== Excerpted passage ==
'''

Isaiah 47
Is. 47:1 “Go down, sit in the dust, Virgin
Daughter of Babylon; sit on the ground without a
throne, Daughter of the Babylonians. [Or
Chaldeans; also in verse 5] No more will you be
called tender or delicate.
Is. 47:2 Take millstones and grind flour; take
off your veil. Lift up your skirts, bare your
legs, and wade through the streams.
Is. 47:3 Your nakedness will be exposed and your
shame uncovered. I will take vengeance; I will
spare no-one.”
Is. 47:4 Our Redeemer — the LORD Almighty is his
name — is the Holy One of Israel.
Is. 47:5 “Sit in silence, go into darkness,
Daughter of the Babylonians; no more will you be
called queen of kingdoms.
Is. 47:6 I was angry with my people and
desecrated my inheritance; I gave them into your
hand, and you showed them no mercy. Even on the
aged you laid a very heavy yoke.
Is. 47:7 You said, `I will continue for ever —
the eternal queen!’ But you did not consider
these things or reflect on what might happen.
Is. 47:8 “Now then, listen, you wanton creature,
lounging in your security and saying to yourself,
`I am, and there is none besides me. I will never
be a widow or suffer the loss of children.’
Is. 47:9 Both of these will overtake you in a
moment, on a single day: loss of children and
widowhood. They will come upon you in full
measure, in spite of your many sorceries and all
your potent spells.
Is. 47:10 You have trusted in your wickedness and
have said, `No-one sees me.’ Your wisdom and
knowledge mislead you when you say to yourself,
`I am, and there is none besides me.’
Is. 47:11 Disaster will come upon you, and you
will not know how to conjure it away. A calamity
will fall upon you that you cannot ward off with
a ransom; a catastrophe you cannot foresee will
suddenly come upon you.
Is. 47:12 “Keep on, then, with your magic spells
and with your many sorceries, which you have
laboured at since childhood. Perhaps you will
succeed, perhaps you will cause terror.
Is. 47:13 All the counsel you have received has
only worn you out! Let your astrologers come
forward, those stargazers who make predictions
month by month, let them save you from what is
coming upon you.
Is. 47:14 Surely they are like stubble; the fire
will burn them up. They cannot even save
themselves from the power of the flame. Here are
no coals to warm anyone; here is no fire to sit
by.
Is. 47:15 That is all they can do for you — these
you have laboured with and trafficked with since
childhood. Each of them goes on in his error;
there is not one that can save you.
Yet another vivid prophectic description of the
destiny of the kingdom of man, out of the book of
Isaiah. In the literal sense, this passage saw
its fulfillment in the defeat of the ancient
kingdom of Babylon, but in the symbolic sense the
fufillment is yet to come as it is described in
the apocalyptic sense in the Revelation. There
is more in store for the kingdom of man --
'...there is not one that can save you.'
Daniel 5
Da. 5:1 King Belshazzar gave a great banquet for
a thousand of his nobles and drank wine with
them.
Da. 5:2 While Belshazzar was drinking his wine,
he gave orders to bring in the gold and silver
goblets that Nebuchadnezzar his father [Or
ancestor; or predecessor; had taken from the
temple in Jerusalem, so that the king and his
nobles, his wives and his concubines might drink
from them.

'''

== Instruction 1 ==
Starting at the line in the entries that contains "Put a dot on every instance of the hat" and continuing through the last of the entries, write those lines out again with "hat brim" changed to "cap brim" and everything else unchanged.

== Exercise input ==
'''

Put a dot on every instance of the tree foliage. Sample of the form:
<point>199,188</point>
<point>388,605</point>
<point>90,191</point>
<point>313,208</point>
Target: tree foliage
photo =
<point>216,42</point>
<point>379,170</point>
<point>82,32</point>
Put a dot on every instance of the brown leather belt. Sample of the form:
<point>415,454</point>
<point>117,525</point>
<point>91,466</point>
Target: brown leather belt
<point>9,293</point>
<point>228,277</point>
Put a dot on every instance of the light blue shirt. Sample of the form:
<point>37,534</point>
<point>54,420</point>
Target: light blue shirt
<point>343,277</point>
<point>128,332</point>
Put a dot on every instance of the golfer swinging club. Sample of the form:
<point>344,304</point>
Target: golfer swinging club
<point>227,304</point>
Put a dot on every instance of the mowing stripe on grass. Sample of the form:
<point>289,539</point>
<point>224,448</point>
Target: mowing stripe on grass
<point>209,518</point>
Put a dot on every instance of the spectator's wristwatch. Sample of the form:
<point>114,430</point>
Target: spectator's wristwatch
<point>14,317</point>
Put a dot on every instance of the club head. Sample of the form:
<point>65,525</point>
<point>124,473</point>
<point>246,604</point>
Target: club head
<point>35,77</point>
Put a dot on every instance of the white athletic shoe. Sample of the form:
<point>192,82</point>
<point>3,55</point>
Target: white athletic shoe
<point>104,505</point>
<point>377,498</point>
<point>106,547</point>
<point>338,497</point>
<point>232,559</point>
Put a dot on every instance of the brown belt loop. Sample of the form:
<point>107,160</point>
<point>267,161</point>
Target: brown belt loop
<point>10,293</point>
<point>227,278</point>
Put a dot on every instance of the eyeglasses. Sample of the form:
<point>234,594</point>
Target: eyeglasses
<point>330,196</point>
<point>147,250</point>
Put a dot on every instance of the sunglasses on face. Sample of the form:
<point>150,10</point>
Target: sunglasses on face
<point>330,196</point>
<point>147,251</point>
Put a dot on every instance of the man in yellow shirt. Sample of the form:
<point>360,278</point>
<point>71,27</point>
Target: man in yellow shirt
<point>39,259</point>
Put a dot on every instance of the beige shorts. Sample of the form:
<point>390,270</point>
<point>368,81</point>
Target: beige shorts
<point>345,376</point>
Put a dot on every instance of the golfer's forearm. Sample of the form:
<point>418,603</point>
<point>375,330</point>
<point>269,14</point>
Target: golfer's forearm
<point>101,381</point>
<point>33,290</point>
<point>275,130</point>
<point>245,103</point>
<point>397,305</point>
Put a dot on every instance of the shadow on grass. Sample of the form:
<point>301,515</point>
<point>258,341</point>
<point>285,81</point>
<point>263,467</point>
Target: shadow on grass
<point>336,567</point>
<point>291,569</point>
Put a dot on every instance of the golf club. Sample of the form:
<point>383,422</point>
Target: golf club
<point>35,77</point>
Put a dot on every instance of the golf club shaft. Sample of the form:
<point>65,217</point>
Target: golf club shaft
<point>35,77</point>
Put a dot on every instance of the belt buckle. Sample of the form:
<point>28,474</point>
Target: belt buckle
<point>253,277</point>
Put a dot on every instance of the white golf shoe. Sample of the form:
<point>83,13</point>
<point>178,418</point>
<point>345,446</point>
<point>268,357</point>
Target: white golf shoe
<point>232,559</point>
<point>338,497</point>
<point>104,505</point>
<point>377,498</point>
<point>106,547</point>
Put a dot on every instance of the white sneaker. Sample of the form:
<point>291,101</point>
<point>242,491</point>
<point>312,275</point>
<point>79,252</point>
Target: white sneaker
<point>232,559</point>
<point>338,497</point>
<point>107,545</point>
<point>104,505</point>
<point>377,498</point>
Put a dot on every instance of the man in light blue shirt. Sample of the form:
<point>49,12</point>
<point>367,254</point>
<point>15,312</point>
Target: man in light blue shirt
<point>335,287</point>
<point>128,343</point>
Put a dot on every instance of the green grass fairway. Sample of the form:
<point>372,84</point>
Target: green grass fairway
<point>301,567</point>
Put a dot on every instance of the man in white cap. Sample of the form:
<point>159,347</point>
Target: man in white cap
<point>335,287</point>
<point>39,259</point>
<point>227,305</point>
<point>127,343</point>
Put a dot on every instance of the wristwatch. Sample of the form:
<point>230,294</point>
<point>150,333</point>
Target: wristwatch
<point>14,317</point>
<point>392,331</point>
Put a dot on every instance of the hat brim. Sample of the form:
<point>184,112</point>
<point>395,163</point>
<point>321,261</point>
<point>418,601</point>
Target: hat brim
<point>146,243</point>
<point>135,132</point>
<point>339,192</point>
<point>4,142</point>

'''

== Instruction 2 ==
In the Isaiah 47 passage, what does Babylon say it will be forever?

== Expected answer 1 ==
Put a dot on every instance of the cap brim. Sample of the form:
<point>184,112</point>
<point>395,163</point>
<point>321,261</point>
<point>418,601</point>
Target: cap brim
<point>146,243</point>
<point>135,132</point>
<point>339,192</point>
<point>4,142</point>

== Expected answer 2 ==
The eternal queen.